§ **Exercise instructions**:
1. Rewrite the account of the Duke of Marlborough's canal from "In 1839, Cassington" up to and including "the North Sea.", switching "Taynton stone" to "Bath stone".
2. Resume the account of the Duke of Marlborough's canal after its final sentence.

The Duke of Marlborough was a shareholder in the Oxford Canal and had recently provided access between the lower Oxford Canal and the Thames via the Duke's Cut. As a private canal—both in terms of finance and land ownership—no act of Parliament was needed to allow its construction. It was built as a broad canal, meaning vessels wider than 7 ft—the standard maximum beam of a narrowboat—were able to use it. Boats from the north were restricted by the lock sizes on the Oxford Canal, which only catered for narrow boats. The Duke leased the canal to the Oxford Canal Company. A public house, The Barge, was established at the wharf in 1804 by the first wharfinger, Henry Baker. Baker had previously been employed at Enslow on the Oxford Canal, and it is he after whom Baker's Lock (number 40) on the Oxford Canal was named. Baker constructed two lime kilns at the wharf. Although sources suggest that the canal was not complete until 1814, reports exist of through-traffic of coal barges from the wharf to the Thames that were in operation in 1808.

The canal's primary use was to provide a connection between the Duke's estate (including the trade from his salt works) and the network of inland waterways including other canals and rivers. The canal was able to trade with the Warwickshire Coalfield via the Thames and the Oxford Canal, and the Somerset Coalfield via the Thames and thence the Thames and Severn, Wilts and Berks, Kennet and Avon Canal, and Somerset Coal Canals. Fierce competition between the Thames and Severn Canal Company (who had taken over ownership of the cut) and the Oxford Canal Company (who owned the Wharf Stream in Eynsham) meant that barges were not permitted to unload at Eynsham Wharf. The Oxford Canal Company reacted by taking over the lease of the canal in 1834 to quash competition of coal travelling to the area from Somerset. At this time, Cassington Wharf was taking approximately £800 per year.

In 1839, Cassington Wharf was considered as a loading point for Taynton stone if it was to be used in the rebuilding of the Houses of Parliament. Charles Barry instead opted for Anston stone, much of which was loaded at Kiveton Park Wharf onto the Chesterfield Canal and taken from there to London via the North Sea.

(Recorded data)
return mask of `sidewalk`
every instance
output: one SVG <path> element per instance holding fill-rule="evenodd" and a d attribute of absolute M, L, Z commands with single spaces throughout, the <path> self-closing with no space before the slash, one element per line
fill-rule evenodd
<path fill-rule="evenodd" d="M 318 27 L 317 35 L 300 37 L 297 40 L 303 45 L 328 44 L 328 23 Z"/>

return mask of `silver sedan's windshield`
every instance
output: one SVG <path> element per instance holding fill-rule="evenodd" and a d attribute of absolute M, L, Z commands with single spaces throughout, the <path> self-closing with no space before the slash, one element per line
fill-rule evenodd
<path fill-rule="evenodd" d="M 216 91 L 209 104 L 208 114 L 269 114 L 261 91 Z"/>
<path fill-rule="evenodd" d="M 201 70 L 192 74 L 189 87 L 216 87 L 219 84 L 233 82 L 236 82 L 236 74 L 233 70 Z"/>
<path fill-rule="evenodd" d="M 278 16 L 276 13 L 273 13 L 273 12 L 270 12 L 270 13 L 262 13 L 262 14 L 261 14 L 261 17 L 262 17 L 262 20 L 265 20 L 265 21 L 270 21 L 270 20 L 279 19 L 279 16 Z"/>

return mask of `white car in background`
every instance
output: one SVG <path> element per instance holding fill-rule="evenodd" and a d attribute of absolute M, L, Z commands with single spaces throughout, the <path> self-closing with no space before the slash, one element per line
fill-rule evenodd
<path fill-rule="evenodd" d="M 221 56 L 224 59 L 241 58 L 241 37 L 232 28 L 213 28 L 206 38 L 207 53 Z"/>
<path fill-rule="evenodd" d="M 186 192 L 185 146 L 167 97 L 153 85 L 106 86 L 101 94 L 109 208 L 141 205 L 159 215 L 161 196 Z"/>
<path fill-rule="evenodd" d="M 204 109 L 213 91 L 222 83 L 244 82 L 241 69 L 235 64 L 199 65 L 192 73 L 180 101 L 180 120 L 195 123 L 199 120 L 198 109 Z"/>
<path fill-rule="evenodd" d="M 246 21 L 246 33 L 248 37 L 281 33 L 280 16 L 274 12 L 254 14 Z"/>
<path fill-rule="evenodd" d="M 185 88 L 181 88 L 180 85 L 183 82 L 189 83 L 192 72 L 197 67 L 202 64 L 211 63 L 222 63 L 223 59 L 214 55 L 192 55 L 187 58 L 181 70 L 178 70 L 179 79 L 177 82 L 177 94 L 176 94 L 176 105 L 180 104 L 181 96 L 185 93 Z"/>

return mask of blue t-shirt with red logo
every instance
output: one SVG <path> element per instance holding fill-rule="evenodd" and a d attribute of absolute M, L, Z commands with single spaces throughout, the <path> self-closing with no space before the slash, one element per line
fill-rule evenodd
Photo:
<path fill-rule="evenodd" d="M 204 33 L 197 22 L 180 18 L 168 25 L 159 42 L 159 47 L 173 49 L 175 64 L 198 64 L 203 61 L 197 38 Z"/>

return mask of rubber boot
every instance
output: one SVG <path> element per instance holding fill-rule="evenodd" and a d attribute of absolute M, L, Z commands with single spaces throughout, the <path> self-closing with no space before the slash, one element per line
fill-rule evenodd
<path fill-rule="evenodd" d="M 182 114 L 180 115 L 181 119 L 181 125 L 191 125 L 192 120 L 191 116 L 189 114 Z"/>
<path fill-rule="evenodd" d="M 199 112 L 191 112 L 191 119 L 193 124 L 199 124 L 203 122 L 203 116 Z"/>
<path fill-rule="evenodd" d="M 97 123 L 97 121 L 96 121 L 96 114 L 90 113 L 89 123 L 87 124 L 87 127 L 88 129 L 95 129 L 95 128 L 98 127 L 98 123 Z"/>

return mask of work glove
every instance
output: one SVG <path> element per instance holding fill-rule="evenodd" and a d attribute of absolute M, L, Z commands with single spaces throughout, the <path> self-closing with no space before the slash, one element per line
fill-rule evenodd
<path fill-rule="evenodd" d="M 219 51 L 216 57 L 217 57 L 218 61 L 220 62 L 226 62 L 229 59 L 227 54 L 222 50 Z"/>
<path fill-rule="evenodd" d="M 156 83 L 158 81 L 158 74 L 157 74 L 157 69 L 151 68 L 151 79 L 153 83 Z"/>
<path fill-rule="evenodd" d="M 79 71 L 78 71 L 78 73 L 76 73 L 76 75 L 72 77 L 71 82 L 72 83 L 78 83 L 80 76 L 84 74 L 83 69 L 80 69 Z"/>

§ **Outputs by task**:
1.
In 1839, Cassington Wharf was considered as a loading point for Bath stone if it was to be used in the rebuilding of the Houses of Parliament. Charles Barry instead opted for Anston stone, much of which was loaded at Kiveton Park Wharf onto the Chesterfield Canal and taken from there to London via the North Sea.

2.
The Oxford Canal Company did not renew the lease on the canal after 1842, and it was taken over by John Hambridge. In the 1841 census, Hambridge was a 40-year-old coal merchant living at Cassington Wharf. He was still living at the wharf at the time of the following census in 1851.

In 1861, the Oxford, Witney and Fairford Railway opened and the railway crossed the canal by means of a single-span of 32 ft 10 in. Embankments either side of the canal raised the railbed with a gradient to allow sufficient clearance below the bridge. The bridge was removed by the 1980s.

== Decline ==
Use of the cut declined in the mid-19th century following the arrival of the Witney railway. The canal was still in occasional use in 1865 but was likely to have gone out of use by 1870. The public house closed in 1872. The 1898 1:2,500 Ordnance Survey map marked the cut as "Old Canal". By 1913, there was no trace of the entrance lock and the cut was described as little more than a brook, and by 1926 the canal was described as "forgotten".

The weirs between the River Evenlode and the canal are now used by the Environment Agency as part of their Cassington Mill gauging station. Part of the canal is now used for angling, and is administered by the Abingdon and Oxford Anglers Alliance.